■ **TEXTE FOURNI**
* * * * * * *

Notre évêque, Mgr Maurice E. Piat, lance le projet catéchétique diocésain, baptisé Kleopas, ce 24 novembre, jour de la fête du Christ Roi, au pied du monument Marie-Reine-de-la-Paix. Kleopas est le nom d’un des deux disciples qui rencontre Jésus sur la route d’Emmaüs. Cette rencontre avec le Christ ressuscité les transforme et leur rend la vie, si bien qu’ils font demi-tour, regagnent Jérusalem pour annoncer la Bonne Nouvelle. De même, le projet Kleopas, c’est présenter Quelqu’un qu’on aime à quelqu’un qu’on aime. Présenter ce Jésus que nous avons rencontré, qui nous a donné un sens, un espoir, un goût de vivre aux gens qu’on aime. Pour entrer dans cette démarche, l’évêque convie tous les baptisés à revisiter leur propre histoire de foi. Ce projet s’étalera sur trois ans. Son objectif : rendre notre Église plus vivante, une Église missionnaire et servante pour les hommes et les femmes à Maurice. La Vie Catholique a rencontré Mgr Maurice E. Piat qui nous en dit plus sur le projet Kleopas.

* * * * * * *

■ **TRAVAIL À FAIRE**
Extrayez intégralement le texte sur le projet Kleopas, sans en changer un mot. Les lignes n'ont ici aucun rôle.

* * * * * * *

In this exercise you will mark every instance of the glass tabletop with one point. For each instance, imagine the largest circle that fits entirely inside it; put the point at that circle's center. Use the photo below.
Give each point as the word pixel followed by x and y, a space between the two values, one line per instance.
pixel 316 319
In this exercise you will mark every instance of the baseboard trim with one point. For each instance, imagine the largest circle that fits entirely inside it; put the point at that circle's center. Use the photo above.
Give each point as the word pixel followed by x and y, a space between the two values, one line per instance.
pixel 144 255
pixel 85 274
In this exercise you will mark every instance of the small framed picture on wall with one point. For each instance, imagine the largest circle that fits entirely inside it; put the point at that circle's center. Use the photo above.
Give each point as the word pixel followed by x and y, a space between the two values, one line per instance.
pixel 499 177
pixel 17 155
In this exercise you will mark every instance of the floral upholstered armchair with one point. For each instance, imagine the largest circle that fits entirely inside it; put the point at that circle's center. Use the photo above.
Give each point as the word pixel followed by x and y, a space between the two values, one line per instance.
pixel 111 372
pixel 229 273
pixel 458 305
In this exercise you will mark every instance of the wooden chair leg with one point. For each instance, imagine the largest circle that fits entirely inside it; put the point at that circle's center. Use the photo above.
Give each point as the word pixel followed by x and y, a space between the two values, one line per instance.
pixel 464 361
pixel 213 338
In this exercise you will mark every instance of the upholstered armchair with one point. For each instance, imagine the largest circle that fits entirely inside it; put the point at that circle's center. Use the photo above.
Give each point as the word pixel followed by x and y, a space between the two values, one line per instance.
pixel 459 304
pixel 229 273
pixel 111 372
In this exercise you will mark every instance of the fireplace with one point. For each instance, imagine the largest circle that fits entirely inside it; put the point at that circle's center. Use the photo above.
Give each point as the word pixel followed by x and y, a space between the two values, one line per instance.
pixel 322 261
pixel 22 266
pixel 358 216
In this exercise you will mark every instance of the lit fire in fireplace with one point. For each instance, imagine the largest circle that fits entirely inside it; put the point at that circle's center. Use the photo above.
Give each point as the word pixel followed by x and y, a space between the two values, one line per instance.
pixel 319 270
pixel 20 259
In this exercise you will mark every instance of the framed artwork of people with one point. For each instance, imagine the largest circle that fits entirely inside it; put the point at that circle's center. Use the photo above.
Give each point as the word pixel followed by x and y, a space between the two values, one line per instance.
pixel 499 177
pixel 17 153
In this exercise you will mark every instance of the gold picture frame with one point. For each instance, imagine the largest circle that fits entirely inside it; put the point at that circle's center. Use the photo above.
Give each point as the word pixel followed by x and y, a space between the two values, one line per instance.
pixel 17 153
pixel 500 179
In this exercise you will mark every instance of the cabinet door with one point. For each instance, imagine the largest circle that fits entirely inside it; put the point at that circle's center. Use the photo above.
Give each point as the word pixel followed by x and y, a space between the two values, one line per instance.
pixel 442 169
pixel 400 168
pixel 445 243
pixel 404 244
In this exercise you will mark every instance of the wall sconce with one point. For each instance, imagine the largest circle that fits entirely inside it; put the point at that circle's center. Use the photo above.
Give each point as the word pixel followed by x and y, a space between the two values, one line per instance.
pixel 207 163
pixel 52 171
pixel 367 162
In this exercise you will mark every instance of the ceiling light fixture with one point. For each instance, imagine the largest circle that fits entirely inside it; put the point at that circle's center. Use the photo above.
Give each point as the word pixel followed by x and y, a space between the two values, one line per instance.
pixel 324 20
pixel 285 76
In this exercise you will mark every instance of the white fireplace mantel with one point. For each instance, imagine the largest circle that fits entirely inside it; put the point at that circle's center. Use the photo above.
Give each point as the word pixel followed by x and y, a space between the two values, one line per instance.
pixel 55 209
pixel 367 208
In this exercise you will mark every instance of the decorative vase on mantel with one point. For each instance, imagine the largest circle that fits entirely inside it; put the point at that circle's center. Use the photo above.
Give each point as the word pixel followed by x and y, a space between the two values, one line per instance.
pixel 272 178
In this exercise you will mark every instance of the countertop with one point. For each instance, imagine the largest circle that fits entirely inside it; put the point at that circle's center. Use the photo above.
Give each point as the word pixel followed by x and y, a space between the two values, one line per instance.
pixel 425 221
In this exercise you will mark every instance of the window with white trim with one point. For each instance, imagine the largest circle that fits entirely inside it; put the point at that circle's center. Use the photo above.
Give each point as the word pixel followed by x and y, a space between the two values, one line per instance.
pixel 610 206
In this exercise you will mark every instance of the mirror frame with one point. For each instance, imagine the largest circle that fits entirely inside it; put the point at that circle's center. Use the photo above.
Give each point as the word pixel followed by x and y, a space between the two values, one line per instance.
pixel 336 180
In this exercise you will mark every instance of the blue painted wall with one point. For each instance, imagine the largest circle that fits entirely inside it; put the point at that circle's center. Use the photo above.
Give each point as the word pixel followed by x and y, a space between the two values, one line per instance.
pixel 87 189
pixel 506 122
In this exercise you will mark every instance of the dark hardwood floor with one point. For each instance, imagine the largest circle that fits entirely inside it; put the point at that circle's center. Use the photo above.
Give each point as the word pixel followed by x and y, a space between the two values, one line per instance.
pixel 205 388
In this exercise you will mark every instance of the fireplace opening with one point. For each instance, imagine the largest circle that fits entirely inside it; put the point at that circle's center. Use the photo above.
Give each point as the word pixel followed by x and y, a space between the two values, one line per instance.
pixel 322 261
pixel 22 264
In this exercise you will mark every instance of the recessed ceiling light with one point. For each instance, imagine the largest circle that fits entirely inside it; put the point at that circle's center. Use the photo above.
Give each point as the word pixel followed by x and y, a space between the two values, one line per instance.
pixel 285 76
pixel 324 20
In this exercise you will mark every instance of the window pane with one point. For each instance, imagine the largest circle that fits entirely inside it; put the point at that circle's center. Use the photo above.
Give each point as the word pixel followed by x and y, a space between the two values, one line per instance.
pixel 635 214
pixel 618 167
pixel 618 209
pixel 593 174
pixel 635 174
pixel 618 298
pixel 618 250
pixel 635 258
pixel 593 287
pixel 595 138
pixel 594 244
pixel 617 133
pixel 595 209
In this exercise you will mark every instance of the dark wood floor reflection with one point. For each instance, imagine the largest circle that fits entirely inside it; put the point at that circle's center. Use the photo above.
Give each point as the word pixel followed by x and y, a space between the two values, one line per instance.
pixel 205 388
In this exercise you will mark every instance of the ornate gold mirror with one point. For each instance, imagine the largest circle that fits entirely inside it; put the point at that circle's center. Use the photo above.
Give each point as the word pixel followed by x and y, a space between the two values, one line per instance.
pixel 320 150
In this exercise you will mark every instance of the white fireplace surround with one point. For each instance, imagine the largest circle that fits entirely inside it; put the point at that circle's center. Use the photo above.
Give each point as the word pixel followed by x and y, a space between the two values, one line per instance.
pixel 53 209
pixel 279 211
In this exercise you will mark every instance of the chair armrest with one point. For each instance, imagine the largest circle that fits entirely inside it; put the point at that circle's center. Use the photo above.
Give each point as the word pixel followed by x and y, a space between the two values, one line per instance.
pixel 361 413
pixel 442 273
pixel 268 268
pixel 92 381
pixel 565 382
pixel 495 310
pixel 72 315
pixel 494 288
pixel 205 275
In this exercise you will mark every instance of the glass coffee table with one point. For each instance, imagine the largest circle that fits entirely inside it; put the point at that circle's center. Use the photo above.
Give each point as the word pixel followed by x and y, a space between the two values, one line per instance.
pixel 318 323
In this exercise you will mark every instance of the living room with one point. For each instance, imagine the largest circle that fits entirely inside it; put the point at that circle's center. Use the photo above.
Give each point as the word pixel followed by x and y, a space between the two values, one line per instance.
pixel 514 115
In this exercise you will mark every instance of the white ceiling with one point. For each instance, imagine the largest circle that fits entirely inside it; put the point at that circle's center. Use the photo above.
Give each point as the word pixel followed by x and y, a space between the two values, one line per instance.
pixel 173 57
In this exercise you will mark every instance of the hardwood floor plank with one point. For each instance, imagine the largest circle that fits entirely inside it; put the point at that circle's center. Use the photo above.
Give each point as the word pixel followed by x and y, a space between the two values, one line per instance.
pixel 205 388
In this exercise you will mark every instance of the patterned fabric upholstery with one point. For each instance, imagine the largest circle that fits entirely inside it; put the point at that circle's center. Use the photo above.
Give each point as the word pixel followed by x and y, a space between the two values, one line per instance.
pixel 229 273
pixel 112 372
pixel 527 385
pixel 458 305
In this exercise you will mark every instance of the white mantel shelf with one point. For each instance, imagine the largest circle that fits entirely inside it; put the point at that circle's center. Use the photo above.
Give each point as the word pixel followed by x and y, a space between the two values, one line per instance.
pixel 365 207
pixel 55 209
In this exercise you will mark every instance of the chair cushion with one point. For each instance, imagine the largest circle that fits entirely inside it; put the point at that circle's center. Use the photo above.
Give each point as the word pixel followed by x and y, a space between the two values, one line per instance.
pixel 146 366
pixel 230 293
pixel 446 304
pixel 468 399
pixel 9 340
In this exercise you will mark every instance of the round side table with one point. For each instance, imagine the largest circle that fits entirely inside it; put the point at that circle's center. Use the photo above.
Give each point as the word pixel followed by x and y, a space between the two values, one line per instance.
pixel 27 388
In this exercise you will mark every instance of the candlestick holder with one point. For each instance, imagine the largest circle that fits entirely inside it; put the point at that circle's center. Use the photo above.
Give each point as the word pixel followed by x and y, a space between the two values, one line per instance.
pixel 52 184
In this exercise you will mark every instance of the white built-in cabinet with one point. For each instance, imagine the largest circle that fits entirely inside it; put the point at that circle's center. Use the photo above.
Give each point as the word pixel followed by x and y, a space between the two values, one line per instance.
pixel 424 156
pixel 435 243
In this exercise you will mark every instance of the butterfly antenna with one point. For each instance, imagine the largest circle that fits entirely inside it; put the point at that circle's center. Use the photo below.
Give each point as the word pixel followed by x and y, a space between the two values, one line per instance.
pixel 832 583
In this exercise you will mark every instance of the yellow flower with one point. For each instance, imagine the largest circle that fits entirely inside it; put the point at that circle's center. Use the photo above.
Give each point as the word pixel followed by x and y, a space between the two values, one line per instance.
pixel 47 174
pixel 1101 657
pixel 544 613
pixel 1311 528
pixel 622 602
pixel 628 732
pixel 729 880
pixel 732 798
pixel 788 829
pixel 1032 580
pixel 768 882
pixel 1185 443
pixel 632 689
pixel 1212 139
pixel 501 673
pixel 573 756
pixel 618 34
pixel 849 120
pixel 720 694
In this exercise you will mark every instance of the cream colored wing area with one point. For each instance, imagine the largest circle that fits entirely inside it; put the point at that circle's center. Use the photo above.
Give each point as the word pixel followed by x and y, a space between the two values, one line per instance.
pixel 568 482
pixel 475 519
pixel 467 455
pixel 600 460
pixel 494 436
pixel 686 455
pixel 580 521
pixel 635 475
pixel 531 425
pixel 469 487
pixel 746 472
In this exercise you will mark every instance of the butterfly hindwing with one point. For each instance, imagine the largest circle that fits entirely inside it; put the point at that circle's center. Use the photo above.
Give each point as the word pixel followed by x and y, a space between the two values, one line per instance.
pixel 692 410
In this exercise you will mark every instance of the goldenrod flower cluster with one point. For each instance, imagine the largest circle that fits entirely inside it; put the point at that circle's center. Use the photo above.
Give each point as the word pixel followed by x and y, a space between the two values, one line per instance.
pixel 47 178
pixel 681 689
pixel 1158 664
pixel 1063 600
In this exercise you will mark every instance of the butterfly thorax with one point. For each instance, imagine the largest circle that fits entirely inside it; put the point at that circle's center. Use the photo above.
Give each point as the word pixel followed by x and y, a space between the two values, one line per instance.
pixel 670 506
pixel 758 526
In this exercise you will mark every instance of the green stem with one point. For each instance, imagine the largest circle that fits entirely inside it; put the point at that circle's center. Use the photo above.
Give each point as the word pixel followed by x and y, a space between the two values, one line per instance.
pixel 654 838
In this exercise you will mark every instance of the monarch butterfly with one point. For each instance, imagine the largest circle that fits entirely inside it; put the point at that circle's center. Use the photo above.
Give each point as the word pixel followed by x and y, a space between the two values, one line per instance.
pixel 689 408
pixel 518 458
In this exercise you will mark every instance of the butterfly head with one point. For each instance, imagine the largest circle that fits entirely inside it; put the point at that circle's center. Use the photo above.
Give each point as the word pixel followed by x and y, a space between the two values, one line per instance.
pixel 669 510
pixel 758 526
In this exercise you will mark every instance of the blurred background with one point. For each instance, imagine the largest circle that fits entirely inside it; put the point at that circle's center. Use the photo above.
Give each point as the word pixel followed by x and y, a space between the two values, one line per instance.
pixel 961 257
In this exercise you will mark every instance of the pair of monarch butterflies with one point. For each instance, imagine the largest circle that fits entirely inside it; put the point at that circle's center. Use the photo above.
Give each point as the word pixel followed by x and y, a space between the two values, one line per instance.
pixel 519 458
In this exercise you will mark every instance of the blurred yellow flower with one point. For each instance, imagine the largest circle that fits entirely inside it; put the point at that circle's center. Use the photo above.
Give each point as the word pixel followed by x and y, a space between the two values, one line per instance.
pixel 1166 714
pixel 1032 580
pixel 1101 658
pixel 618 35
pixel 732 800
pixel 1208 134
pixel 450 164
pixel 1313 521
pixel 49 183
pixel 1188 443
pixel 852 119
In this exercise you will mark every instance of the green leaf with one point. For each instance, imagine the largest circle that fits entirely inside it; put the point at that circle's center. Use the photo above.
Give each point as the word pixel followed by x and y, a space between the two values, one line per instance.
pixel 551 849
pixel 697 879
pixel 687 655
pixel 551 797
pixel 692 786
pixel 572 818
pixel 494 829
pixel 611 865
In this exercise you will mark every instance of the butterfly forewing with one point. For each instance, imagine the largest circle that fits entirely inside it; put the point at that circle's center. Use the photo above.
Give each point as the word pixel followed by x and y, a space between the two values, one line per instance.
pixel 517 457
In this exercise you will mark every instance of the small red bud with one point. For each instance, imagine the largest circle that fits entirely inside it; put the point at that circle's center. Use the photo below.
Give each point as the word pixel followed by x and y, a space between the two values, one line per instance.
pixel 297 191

* * * * * * *

■ **RÉSULTAT CI-DESSOUS**
Notre évêque, Mgr Maurice E. Piat, lance le projet catéchétique diocésain, baptisé Kleopas, ce 24 novembre, jour de la fête du Christ Roi, au pied du monument Marie-Reine-de-la-Paix. Kleopas est le nom d’un des deux disciples qui rencontre Jésus sur la route d’Emmaüs. Cette rencontre avec le Christ ressuscité les transforme et leur rend la vie, si bien qu’ils font demi-tour, regagnent Jérusalem pour annoncer la Bonne Nouvelle. De même, le projet Kleopas, c’est présenter Quelqu’un qu’on aime à quelqu’un qu’on aime. Présenter ce Jésus que nous avons rencontré, qui nous a donné un sens, un espoir, un goût de vivre aux gens qu’on aime. Pour entrer dans cette démarche, l’évêque convie tous les baptisés à revisiter leur propre histoire de foi. Ce projet s’étalera sur trois ans. Son objectif : rendre notre Église plus vivante, une Église missionnaire et servante pour les hommes et les femmes à Maurice. La Vie Catholique a rencontré Mgr Maurice E. Piat qui nous en dit plus sur le projet Kleopas.